__WORK INSTRUCTIONS__:
Pull every line with "plaid" from the entries below.
--------------------
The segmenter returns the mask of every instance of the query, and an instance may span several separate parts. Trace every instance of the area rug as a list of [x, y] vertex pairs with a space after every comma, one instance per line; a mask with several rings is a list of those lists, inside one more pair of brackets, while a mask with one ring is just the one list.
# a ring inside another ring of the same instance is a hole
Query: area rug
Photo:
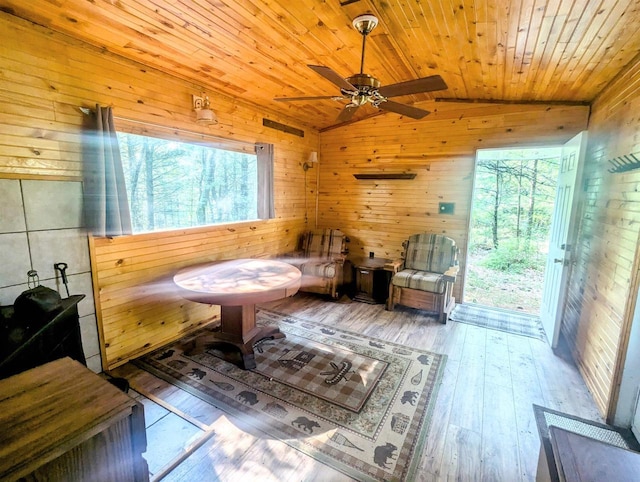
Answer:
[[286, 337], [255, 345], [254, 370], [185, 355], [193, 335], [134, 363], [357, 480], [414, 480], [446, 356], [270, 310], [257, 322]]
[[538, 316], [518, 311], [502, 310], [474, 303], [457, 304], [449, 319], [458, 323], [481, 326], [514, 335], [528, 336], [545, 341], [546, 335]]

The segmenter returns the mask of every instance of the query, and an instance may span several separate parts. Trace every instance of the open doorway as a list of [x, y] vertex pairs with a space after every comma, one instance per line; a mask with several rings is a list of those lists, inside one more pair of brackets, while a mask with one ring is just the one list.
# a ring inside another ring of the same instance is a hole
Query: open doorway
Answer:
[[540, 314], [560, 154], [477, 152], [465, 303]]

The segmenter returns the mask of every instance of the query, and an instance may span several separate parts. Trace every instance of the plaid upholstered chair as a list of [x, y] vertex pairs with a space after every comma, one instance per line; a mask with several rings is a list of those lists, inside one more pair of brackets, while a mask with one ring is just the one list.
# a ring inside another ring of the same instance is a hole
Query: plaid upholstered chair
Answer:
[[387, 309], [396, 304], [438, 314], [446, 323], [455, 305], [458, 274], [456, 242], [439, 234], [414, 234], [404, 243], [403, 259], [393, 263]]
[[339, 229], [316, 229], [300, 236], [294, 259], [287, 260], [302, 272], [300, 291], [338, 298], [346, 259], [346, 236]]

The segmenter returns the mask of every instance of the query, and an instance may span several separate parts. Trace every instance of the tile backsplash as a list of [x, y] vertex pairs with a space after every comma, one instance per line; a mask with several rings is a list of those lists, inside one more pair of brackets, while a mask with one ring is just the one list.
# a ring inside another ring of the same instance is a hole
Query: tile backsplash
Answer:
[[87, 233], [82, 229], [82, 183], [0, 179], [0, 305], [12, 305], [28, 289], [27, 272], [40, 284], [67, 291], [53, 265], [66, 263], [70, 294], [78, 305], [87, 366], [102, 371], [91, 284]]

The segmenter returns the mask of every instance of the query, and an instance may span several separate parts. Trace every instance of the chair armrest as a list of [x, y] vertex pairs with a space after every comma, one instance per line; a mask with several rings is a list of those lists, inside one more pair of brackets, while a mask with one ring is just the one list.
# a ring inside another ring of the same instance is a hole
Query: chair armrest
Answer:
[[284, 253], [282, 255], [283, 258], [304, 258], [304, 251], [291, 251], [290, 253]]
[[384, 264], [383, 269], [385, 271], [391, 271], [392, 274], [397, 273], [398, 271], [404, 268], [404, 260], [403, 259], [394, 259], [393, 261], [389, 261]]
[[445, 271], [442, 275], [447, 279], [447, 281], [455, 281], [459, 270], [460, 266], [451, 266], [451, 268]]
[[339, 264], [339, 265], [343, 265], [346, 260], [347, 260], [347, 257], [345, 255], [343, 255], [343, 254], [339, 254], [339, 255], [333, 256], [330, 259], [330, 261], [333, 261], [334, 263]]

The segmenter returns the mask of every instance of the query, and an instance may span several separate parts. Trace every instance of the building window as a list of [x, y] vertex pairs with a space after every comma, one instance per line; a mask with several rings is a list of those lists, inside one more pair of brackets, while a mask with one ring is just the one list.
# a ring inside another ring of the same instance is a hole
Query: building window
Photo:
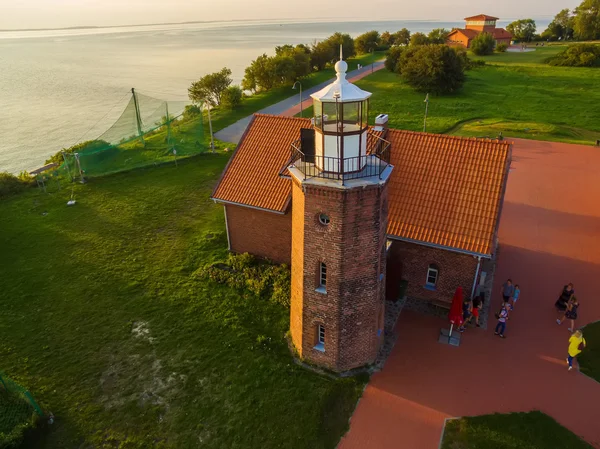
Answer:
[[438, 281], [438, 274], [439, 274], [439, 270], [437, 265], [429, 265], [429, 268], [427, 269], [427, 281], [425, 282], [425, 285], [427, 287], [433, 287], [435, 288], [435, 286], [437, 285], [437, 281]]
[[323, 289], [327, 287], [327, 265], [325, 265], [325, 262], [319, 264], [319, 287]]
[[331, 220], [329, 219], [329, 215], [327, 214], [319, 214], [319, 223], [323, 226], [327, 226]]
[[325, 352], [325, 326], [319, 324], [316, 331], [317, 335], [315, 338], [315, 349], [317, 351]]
--------------------
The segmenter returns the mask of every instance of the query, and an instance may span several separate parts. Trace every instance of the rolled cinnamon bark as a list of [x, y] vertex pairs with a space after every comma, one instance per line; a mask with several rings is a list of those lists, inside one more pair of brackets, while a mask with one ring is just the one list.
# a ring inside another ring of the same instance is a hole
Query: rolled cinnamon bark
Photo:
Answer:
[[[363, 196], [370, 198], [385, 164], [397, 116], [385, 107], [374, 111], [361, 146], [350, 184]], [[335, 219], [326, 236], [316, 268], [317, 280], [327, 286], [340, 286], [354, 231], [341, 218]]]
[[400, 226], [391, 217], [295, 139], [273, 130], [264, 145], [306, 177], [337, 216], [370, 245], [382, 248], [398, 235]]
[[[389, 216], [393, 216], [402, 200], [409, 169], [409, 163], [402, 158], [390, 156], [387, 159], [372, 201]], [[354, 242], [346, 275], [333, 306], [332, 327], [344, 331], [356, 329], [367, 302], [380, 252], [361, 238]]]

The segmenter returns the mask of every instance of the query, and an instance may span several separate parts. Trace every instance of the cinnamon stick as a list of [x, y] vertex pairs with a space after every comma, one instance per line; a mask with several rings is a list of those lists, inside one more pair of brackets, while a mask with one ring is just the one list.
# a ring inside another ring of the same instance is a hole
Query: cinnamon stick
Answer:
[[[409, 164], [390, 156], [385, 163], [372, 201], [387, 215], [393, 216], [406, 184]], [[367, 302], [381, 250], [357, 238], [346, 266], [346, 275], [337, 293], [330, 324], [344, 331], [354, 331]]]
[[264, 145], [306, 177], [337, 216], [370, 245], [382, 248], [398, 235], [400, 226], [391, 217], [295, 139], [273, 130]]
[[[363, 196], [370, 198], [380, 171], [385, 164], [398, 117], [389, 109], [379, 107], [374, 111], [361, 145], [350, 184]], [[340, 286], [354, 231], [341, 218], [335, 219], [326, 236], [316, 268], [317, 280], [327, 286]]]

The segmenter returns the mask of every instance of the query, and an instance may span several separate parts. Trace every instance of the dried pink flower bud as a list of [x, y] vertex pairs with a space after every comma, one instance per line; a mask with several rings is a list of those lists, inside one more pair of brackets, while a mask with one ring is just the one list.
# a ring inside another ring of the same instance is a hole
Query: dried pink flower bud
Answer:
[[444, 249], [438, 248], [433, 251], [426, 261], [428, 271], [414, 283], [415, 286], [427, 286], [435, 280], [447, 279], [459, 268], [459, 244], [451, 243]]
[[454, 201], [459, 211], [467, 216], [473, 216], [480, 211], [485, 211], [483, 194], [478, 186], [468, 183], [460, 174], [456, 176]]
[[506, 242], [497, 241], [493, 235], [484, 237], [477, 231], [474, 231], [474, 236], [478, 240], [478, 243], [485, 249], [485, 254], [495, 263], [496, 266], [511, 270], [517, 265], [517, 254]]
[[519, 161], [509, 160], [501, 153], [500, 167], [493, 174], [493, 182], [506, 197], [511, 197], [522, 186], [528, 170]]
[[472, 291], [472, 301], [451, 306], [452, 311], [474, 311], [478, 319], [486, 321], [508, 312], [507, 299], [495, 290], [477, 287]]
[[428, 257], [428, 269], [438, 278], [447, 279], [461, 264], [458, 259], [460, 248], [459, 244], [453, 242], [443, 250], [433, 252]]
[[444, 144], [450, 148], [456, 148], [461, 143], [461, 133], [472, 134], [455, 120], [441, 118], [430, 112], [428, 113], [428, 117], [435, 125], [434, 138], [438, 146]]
--------------------
__RESULT OF THE EXERCISE__:
The segmenter returns the mask of every instance of the query, and an instance may span several separate parts. Trace every instance of the plaid upholstered chair as a list of [x, y] vertex pairs with a space after every comma, one instance per line; a mask with several rings is a list of those lists, inside one more pair of brackets, while a mask with one ring is just the one list.
Query: plaid upholstered chair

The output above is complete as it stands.